▶ _Given problem_: Type out the complete listing below word for word, without its pictures.

▶ _Supplied data_:
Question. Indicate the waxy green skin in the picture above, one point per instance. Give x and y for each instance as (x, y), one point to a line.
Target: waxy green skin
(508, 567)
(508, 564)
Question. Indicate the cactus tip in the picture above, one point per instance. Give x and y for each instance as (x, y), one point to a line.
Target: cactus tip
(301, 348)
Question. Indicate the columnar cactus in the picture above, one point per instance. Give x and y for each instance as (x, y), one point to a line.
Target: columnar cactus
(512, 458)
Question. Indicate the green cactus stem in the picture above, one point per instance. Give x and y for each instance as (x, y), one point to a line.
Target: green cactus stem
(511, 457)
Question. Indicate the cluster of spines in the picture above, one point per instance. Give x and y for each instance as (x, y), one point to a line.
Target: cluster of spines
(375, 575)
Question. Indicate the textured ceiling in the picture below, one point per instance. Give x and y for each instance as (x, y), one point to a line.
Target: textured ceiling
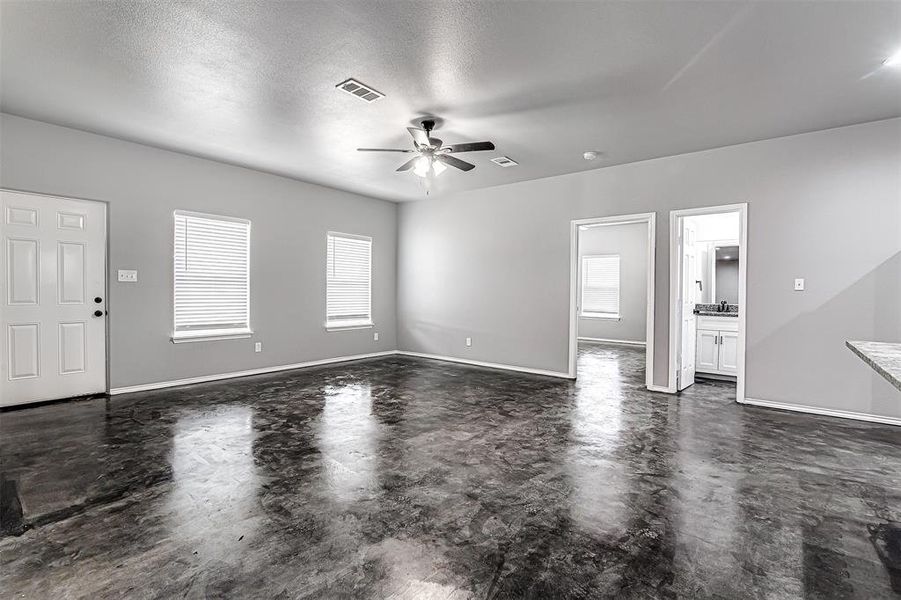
(252, 83)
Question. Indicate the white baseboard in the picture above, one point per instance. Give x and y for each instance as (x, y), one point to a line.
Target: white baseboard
(204, 378)
(488, 365)
(661, 388)
(829, 412)
(606, 341)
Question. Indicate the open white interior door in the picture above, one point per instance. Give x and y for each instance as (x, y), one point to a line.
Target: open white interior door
(53, 294)
(688, 265)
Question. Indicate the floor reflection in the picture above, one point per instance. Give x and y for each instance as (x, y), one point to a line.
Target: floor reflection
(348, 438)
(409, 478)
(215, 483)
(598, 501)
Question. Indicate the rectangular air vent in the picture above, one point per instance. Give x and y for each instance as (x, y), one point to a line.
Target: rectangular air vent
(360, 90)
(504, 161)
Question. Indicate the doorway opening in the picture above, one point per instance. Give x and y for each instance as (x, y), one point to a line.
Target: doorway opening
(708, 277)
(612, 265)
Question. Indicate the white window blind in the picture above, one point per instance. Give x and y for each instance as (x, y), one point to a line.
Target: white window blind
(348, 279)
(600, 286)
(212, 276)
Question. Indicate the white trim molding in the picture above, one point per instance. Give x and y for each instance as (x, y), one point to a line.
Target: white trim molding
(660, 388)
(608, 341)
(479, 363)
(828, 412)
(261, 371)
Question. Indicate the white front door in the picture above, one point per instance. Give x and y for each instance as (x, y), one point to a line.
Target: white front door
(54, 298)
(687, 286)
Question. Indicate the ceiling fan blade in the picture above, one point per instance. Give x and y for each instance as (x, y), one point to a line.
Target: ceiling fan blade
(471, 147)
(408, 165)
(455, 162)
(419, 136)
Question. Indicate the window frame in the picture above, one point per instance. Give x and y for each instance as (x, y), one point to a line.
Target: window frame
(605, 316)
(349, 324)
(202, 335)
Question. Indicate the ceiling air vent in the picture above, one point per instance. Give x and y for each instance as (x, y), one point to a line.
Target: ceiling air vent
(504, 161)
(361, 91)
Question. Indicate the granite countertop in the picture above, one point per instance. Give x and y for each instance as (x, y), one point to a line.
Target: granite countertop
(884, 357)
(710, 310)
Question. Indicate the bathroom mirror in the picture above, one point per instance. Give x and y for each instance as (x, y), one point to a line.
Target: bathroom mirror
(717, 272)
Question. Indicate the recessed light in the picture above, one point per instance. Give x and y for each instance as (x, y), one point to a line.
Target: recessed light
(894, 60)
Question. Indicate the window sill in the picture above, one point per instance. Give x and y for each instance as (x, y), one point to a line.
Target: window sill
(600, 316)
(210, 335)
(348, 325)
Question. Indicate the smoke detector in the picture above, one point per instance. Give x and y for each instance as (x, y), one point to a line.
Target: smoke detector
(504, 161)
(360, 90)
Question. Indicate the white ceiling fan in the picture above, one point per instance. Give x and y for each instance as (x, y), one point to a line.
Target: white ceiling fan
(432, 157)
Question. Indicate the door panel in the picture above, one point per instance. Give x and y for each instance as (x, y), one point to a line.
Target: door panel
(24, 350)
(707, 359)
(22, 271)
(728, 359)
(54, 259)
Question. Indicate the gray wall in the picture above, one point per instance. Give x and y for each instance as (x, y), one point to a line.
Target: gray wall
(727, 281)
(630, 242)
(144, 185)
(494, 263)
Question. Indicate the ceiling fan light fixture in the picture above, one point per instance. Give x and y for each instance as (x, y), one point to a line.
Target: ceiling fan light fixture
(422, 167)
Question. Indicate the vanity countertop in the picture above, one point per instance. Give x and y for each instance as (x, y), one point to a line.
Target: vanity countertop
(710, 310)
(884, 357)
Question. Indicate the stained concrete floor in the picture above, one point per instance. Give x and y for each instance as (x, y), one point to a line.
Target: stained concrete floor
(407, 478)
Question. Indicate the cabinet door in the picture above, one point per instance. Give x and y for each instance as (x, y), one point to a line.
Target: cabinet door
(728, 359)
(708, 351)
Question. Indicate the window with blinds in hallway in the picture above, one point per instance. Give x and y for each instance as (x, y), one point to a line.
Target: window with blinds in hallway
(348, 281)
(600, 286)
(212, 277)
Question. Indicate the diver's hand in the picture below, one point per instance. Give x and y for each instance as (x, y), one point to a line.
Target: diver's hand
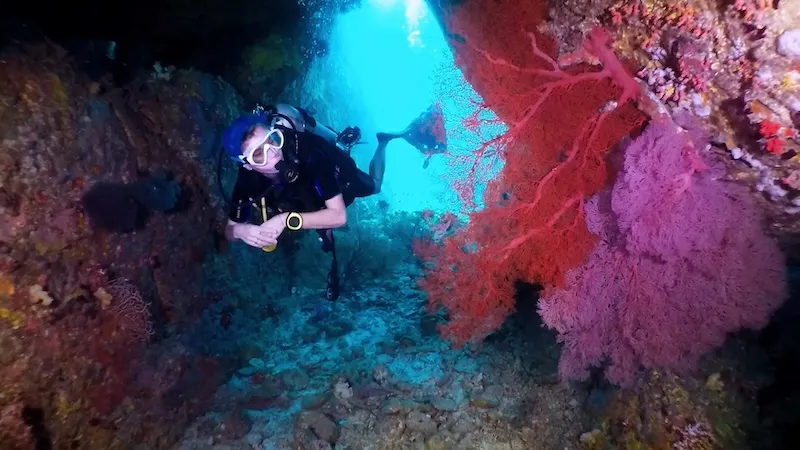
(255, 235)
(275, 225)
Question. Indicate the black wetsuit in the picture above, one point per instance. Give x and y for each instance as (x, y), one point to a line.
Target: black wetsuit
(325, 171)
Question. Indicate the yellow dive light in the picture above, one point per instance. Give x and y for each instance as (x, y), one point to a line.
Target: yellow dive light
(271, 247)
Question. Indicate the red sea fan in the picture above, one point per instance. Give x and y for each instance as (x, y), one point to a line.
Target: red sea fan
(682, 261)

▶ _Complete answer_:
Question. Indicate the waxy green skin in the picture above, one point per instance. Give x and y for each instance as (x, y), one point to a line.
Target: waxy green skin
(508, 567)
(508, 564)
Question. Indicate the cactus tip in the picture above, one point per instance. Give x and y for each instance as (x, y), one point to a line.
Target: cactus tip
(301, 348)
Question. Indicate the columnar cactus in the picture above, one point per instance. Give x and y for each instance as (x, y), one point to a line.
Target: columnar cactus
(512, 458)
Question. Indicate the green cactus stem in the picture above, one point per instance. Give x and y for each instance as (x, y), one point to a line.
Target: green cactus stem
(511, 457)
Question. Indicate the cluster of spines in the picture above, one point per instance. Give x and y for each instance as (x, y), one point to a line.
Target: cluster of spines
(375, 575)
Question. Indicate the textured ceiling in the picture below, one point per instance. Give x and y for each instance as (x, y), one point to a line.
Target: textured ceiling
(252, 83)
Question. Indicate the white baseboard in the picture above, one point per instance. Give x and y for each instance as (x, y), one point to a line.
Target: white baseboard
(204, 378)
(488, 365)
(661, 388)
(829, 412)
(606, 341)
Question. Indicate the open white interior door in the picture above, one point per instance. Give x and y for each instance as (x, y), one point to a line.
Target: open white interior door
(53, 294)
(688, 265)
Question. Indicate the floor reflection in the picture above, one point per instance. Give x and y for each instance as (x, y), one point to a line.
Target: floor reflection
(348, 438)
(409, 478)
(215, 483)
(598, 501)
Question. Indicate the rectangular air vent in the picture above, one point per instance. Give x and y for each instance as (x, y), one point to a line.
Target: rectangular air vent
(360, 90)
(504, 161)
Question. Indicate the doorway opening in the picture above, one point per instance. Give x and y for each instance as (x, y), one point to a line.
Target: doorway opening
(708, 277)
(612, 265)
Question. Indicate the white window blind in the picture above, one point per instance. Give x and y for each instance as (x, y), one point to a line.
Target: white window blind
(348, 279)
(600, 286)
(212, 276)
Question. Indicate the white trim molding in the picture above, one point per instance. Give x and y for each instance as (x, y), one point to a line.
Target: white trim molding
(660, 388)
(608, 341)
(479, 363)
(828, 412)
(261, 371)
Question. Indicate the white front door in the picture above, one point per instance. Give x and y for each instance as (x, y), one point to a line.
Target: white front door
(54, 298)
(687, 286)
Question. Indicate the ceiling fan blade in the picture above, one point per instance. Give x and y for each instance as (x, y), one point to a line.
Target: ceiling fan blade
(471, 147)
(408, 165)
(455, 162)
(419, 136)
Question. Indicate the window frame in the picture above, one point per instance. Give x and y for each instance as (x, y), one point to a line.
Target: window frame
(605, 316)
(349, 324)
(202, 335)
Question. Indicate the ceiling air vent in the picture above, one point per instance. Give x and y for each instance as (x, y), one point to a line.
Target: ceiling air vent
(504, 161)
(361, 91)
Question. Indicate the granite countertop in the picture above, one point per instance. Give x and y for each instance as (x, y), one point to a line.
Target: granite countertop
(884, 357)
(710, 310)
Question. Indicate the bathroom mirror in the picture above, one point per instance. Give x and y for each instance as (x, y), one point to a line.
Target: bathroom mirror
(717, 272)
Question. Indicate the recessed light in the picture above, one point per instance. Give x and y for each instance as (x, y), one point to a line.
Target: recessed light
(894, 60)
Question. Indicate the window sill in the picture above, one point per instance. Give x and y for each instance as (x, y), one point to a line.
Target: window sill
(600, 316)
(210, 335)
(348, 325)
Question. Indicate the smoke detector in the picture above, one point per instance. Give x and y for each instance as (x, y), one point to a line.
Target: smoke detector
(504, 161)
(360, 90)
Question. Indicate the white ceiling fan in the picture above, one point per instance. Give x and y for each instance as (x, y), one point to a line.
Target: white ceiling fan
(432, 157)
Question. Indicate the door panel in the picture above, one point per instance. Give x and y for each instance as (x, y), one point to a line.
Target: door panel
(24, 350)
(707, 359)
(22, 271)
(728, 359)
(54, 259)
Question. Indicate the gray wall in the picture above, one point per instance. Give x and y for each instance as (x, y), one point to a line.
Target: gray wall
(727, 281)
(630, 242)
(144, 185)
(494, 263)
Question. Indicate the ceiling fan light fixture in the picture above, one point per instance. Give x and y for each instance as (x, y), one point to a line.
Target: ceiling fan light fixture
(422, 167)
Question. Indicate the vanity countertop in the picture above, one point per instance. Give x and y for each instance as (x, y), one point to a line.
Target: vanity countertop
(710, 310)
(884, 357)
Question. Indicate the stained concrete floor in the picture above, one point per instance. Give x and y for each instance as (x, y), one point to a line.
Target: stained concrete floor
(407, 478)
Question. Indicate the cabinet door in the picture above, one point per instance. Give x and y for each instance as (x, y), one point to a line.
Target: cabinet door
(728, 359)
(708, 351)
Question. Indicate the window with blinds in hallway in the picture above, one point per instance. Give x and y for each instance as (x, y), one point to a line.
Target: window with blinds in hallway
(348, 281)
(600, 286)
(212, 277)
Question. Indicate the diver's hand in the picture below, one point per instance. Give x and y for each instance as (x, y), one point to a line.
Target: diver's hand
(255, 235)
(275, 225)
Question. Indicate the black wetsuit in the picture above, one point per instance. Give x and y for each instance as (x, y), one point to a line.
Target: black wetsuit
(325, 171)
Question. Indicate the yellow dive light in the picture above, one point per instance. Give x and y for each instance as (x, y), one point to a line.
Target: yellow dive light
(271, 247)
Question. Indicate the red sea fan in the picture above, one point per instance. Give x and y for each instance as (x, y), one point to a line.
Target: red sea fan
(682, 261)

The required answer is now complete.